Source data
[Start of section]

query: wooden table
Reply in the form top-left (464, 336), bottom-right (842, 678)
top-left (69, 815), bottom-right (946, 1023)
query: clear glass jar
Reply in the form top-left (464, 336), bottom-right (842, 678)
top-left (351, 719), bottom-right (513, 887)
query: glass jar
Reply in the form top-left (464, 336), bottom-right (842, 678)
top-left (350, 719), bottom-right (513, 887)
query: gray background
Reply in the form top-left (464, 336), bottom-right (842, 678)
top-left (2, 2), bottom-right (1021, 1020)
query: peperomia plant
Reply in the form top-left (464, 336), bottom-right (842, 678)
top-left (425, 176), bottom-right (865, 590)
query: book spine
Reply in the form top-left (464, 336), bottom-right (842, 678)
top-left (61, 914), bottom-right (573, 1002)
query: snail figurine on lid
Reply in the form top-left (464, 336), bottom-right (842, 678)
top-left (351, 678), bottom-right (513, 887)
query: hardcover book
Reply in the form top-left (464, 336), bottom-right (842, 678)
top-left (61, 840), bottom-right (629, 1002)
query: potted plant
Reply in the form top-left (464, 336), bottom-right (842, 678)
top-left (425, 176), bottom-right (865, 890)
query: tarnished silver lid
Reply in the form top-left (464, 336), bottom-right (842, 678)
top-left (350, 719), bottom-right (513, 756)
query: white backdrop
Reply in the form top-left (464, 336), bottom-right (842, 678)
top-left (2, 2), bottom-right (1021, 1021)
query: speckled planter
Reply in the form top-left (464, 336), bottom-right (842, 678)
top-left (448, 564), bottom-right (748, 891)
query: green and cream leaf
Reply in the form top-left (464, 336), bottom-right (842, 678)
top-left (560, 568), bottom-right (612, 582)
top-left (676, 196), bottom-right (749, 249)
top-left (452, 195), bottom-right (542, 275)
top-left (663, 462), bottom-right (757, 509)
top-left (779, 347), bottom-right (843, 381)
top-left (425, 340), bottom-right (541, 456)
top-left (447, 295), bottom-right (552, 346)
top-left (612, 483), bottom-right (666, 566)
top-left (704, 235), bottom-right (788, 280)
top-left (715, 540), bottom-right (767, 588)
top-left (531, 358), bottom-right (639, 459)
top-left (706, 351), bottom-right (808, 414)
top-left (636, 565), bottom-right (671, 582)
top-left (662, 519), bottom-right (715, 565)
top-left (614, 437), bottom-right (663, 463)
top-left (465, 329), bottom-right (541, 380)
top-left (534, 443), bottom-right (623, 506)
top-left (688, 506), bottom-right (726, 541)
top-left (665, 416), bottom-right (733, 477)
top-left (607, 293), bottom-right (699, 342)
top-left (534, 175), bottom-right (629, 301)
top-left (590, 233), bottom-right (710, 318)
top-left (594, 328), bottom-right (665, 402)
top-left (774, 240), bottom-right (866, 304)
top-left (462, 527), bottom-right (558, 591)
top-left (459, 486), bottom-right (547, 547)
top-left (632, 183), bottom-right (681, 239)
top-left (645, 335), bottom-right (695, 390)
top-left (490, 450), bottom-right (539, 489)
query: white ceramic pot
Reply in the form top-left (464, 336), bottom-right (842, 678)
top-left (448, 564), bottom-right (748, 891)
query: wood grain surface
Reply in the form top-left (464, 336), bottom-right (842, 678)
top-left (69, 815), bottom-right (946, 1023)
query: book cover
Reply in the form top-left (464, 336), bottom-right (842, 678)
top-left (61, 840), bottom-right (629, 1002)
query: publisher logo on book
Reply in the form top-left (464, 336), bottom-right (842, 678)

[End of section]

__PROMPT__.
Each record must be output word for word.

__ANSWER TO THE PROBLEM__.
query: wooden table
Reply in the form top-left (464, 336), bottom-right (842, 678)
top-left (69, 815), bottom-right (946, 1023)
query: clear glass jar
Reply in the form top-left (464, 336), bottom-right (842, 678)
top-left (351, 719), bottom-right (513, 887)
query: glass jar
Reply in the form top-left (464, 336), bottom-right (842, 678)
top-left (350, 719), bottom-right (513, 887)
query: gray background
Reply in the form top-left (464, 336), bottom-right (842, 678)
top-left (2, 2), bottom-right (1021, 1020)
query: peperomia plant
Reply in the form top-left (464, 336), bottom-right (842, 678)
top-left (425, 176), bottom-right (865, 590)
query: book spine
Reply in the form top-left (464, 336), bottom-right (842, 678)
top-left (61, 914), bottom-right (573, 1002)
query: snail figurine on lid
Reply in the form top-left (464, 336), bottom-right (842, 678)
top-left (351, 678), bottom-right (513, 887)
query: hardcover book
Reply in the form top-left (464, 336), bottom-right (842, 678)
top-left (61, 840), bottom-right (629, 1002)
query: potted plant
Reply in the form top-left (464, 336), bottom-right (842, 678)
top-left (425, 176), bottom-right (865, 890)
query: tarnished silver lid
Reply in the form top-left (464, 336), bottom-right (842, 678)
top-left (350, 719), bottom-right (513, 756)
query: white backdrop
Reply in the form top-left (464, 336), bottom-right (842, 678)
top-left (2, 2), bottom-right (1021, 1021)
query: speckled planter
Reply in the form top-left (464, 336), bottom-right (842, 678)
top-left (448, 564), bottom-right (748, 891)
query: green and cream leaf
Reply in the form top-left (464, 336), bottom-right (842, 678)
top-left (560, 568), bottom-right (612, 582)
top-left (676, 196), bottom-right (749, 249)
top-left (452, 195), bottom-right (542, 275)
top-left (663, 462), bottom-right (757, 509)
top-left (779, 347), bottom-right (843, 381)
top-left (425, 340), bottom-right (541, 456)
top-left (447, 295), bottom-right (552, 346)
top-left (612, 483), bottom-right (666, 566)
top-left (704, 235), bottom-right (788, 280)
top-left (715, 540), bottom-right (767, 588)
top-left (531, 358), bottom-right (639, 459)
top-left (706, 351), bottom-right (808, 414)
top-left (636, 565), bottom-right (671, 582)
top-left (662, 519), bottom-right (715, 565)
top-left (614, 437), bottom-right (663, 463)
top-left (465, 329), bottom-right (541, 380)
top-left (534, 443), bottom-right (623, 506)
top-left (688, 506), bottom-right (726, 541)
top-left (665, 416), bottom-right (733, 477)
top-left (607, 293), bottom-right (699, 342)
top-left (534, 175), bottom-right (629, 301)
top-left (590, 233), bottom-right (710, 318)
top-left (594, 328), bottom-right (665, 402)
top-left (774, 240), bottom-right (866, 304)
top-left (462, 527), bottom-right (558, 591)
top-left (459, 486), bottom-right (547, 547)
top-left (632, 183), bottom-right (681, 239)
top-left (645, 335), bottom-right (695, 390)
top-left (490, 450), bottom-right (539, 489)
query: white ceramic pot
Reply in the form top-left (464, 336), bottom-right (842, 678)
top-left (448, 564), bottom-right (748, 891)
query: wood grain surface
Reply in the form top-left (464, 336), bottom-right (842, 678)
top-left (69, 815), bottom-right (946, 1023)
query: book cover
Reply in the form top-left (464, 336), bottom-right (842, 678)
top-left (61, 840), bottom-right (629, 1002)
query: publisher logo on book
Reply in the form top-left (464, 336), bottom-right (842, 678)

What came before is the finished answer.